> Try it:
I would like every entry below written out exactly.

> Data under study:
-*-

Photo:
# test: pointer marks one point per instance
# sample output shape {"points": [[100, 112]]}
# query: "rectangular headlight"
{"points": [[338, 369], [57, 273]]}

-*-

> Result below:
Photo:
# test: pointer marks one point per instance
# sample output shape {"points": [[100, 112]]}
# query: "rectangular headlight"
{"points": [[338, 369], [57, 273]]}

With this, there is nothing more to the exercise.